◆ Trecho selecionado:
'''
Já fazia tempo que a gente andava triste — por tanta frustração, por um futuro que se anunciava sombrio —, quando veio a pandemia. Aí tivemos que lidar às pressas com o medo, a insegurança, o desespero e, pior que tudo, encarar ela, a morte, sempre chegando perto. Tivemos que acionar nosso instintivo programa de resistência e apenas sobreviver. Hábitos foram alterados, outros se instalaram. Pareceu uma eternidade, mas os ventos mudaram, ainda bem, e já caminhamos por aí sem máscara e sem medo, com alguma esperança na mente. No entanto, parece que a velha tristeza persiste em nós. Cadê aquela alegria que, de tão genuína, dizíamos ser brasileira?
É fato: ficamos mais contidos em relação à vida após a pandemia. Claro, não dá para sacudir a poeira e retomar o que era antes. Não falo desse aspecto de cuidado e aprendizado com a dura experiência. A contenção aqui diz respeito a uma desvalorização da leveza e do prazer de viver. Também sei que não dá para esquecer de 700 mil mortos nem de tanta barra pesada enfrentada. Foi um luto enorme, precisamos de tempo para superar o choque, sem a culpa por forçar prazeres individuais. Meu receio é de que a gente, nesse processo de reconstrução, desaprenda de vez a capacidade de gerar alegria, a si e aos outros.
Lidar com um acontecimento de alcance global, como a pandemia, trouxe um doloroso corretivo em nossa individualidade, que andava assoberbada pela era da vaidosa ostentação. O divinizado mercado continuamente nos oferece o modelo ideal de ser – e basta ter para obter. E assim fomos nos enredando em modas, bens, objetos, tudo prometendo o néctar da vida. Até que, por conta do isolamento forçado, passamos bem sem tanta coisa antes fundamental. E veio a lição simples e impactante: o bom da vida não está nas coisas. Está em nossa capacidade de sentir alegria, com o que temos e, essencialmente, com o que somos.
'''
◆ Registros de uma fonte de dados:
'''
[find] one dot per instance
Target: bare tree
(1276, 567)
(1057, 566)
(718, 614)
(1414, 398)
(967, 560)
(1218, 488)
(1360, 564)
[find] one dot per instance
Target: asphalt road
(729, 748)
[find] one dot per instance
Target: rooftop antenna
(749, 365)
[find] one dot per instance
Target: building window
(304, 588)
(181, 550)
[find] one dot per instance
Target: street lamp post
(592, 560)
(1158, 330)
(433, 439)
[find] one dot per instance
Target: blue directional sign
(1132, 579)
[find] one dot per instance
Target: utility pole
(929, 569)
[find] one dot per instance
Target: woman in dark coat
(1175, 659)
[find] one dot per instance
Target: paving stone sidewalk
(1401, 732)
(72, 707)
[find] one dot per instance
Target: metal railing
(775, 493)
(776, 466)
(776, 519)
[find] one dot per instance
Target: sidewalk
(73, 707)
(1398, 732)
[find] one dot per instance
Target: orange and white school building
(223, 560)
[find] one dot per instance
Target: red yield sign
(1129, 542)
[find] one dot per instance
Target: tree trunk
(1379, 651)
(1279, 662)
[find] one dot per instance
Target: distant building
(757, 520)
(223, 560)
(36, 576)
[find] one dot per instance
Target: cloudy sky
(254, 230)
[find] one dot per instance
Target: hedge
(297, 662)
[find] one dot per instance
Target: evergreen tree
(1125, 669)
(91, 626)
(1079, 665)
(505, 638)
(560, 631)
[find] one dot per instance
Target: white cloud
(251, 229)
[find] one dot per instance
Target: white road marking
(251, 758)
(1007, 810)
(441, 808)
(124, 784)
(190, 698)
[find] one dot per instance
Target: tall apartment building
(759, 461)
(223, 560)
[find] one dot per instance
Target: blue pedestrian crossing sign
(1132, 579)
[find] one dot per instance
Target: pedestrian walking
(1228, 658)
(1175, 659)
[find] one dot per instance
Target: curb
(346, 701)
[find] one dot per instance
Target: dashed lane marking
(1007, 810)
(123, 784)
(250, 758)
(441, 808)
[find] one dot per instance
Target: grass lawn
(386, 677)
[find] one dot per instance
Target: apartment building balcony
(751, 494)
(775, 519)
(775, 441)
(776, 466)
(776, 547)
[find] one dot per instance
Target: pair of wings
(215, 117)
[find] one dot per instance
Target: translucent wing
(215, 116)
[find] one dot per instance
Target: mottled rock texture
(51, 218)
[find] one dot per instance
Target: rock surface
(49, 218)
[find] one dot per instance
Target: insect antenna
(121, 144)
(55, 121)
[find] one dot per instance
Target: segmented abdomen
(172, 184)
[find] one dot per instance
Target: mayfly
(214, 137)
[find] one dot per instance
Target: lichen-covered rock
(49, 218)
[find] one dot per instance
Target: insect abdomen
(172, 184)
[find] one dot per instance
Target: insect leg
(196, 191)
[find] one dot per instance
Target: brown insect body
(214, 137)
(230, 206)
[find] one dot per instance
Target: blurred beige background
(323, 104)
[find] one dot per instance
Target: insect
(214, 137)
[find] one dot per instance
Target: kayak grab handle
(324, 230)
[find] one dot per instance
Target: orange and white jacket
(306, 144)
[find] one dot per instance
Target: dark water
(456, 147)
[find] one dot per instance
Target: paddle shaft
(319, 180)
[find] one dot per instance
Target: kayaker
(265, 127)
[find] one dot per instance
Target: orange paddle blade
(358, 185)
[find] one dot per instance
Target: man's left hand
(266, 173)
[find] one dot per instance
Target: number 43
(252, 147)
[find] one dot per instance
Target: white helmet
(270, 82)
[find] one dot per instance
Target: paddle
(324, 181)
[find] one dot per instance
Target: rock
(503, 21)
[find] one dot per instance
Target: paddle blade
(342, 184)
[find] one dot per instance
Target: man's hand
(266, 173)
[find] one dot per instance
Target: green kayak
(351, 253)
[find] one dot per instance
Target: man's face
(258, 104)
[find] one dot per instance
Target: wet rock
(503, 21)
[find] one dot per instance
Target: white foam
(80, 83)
'''
◆ Tarefas propostas:
**1)** No trecho sobre a alegria depois da pandemia, que lição simples e impactante veio com o isolamento forçado?
**2)** Prossiga com o texto sobre a alegria depois da pandemia, a partir do ponto em que ele termina.
Este material vem de outra fonte.

◆ Respostas escritas:
**1)** Que o bom da vida não está nas coisas.

**2)**
O contentamento pode vir de fora, feito uma agradável surpresa, mas mesmo o usufruto desta vai depender de uma atitude interior. E aqui entra em cena o coração, essa central de alegria em nós. A gente sabe quando algo toca o coração ou quando algo vem dele. Não há nada mais sincero em nós. O sangue pulsa em pura saúde, os olhos brilham, o sorriso serena a face, há um estado geral de positivo vigor. E como canta o Gil, quando a gente está contente, nem pensar que está contente a gente quer, a gente quer é viver.
Sol no peito: eis uma boa imagem da alegria plena em nós. É uma imagem leonina. Leão é regido pelo Sol e rege no corpo o coração. Na simbologia de o astro-rei visitar agora seu próprio signo, vale refletir sobre o que se passa em nosso coração. O assunto é clichê, até mesmo brega. Mas esses rótulos vieram da mente, que julga, compara, classifica. E a gente precisa saber a hora de aquietar a cabeça — aliás, boa parte dos tormentos vividos nos últimos anos veio de divergências mentais. Só o coração voltará a nos unir, na alegria. Numa de suas mais famosas canções, Y Dale Alegría a Mi Corazón, o argentino Fito Paez já avisou que a alegria no coração faz a tristeza e a dor irem embora e assim veremos o desaparecer das sombras.
É, assuntos do coração são sempre óbvios. O problema é que a gente vive esquecendo o simples. Cabe a nós redescobrir urgentemente o que nos alegra, no corpo, na alma, nas relações. E lembro de uma máxima: poucas ações trazem tanta alegria e prazer quanto fazer outras pessoas felizes. Sim, dar alegria traz alegria.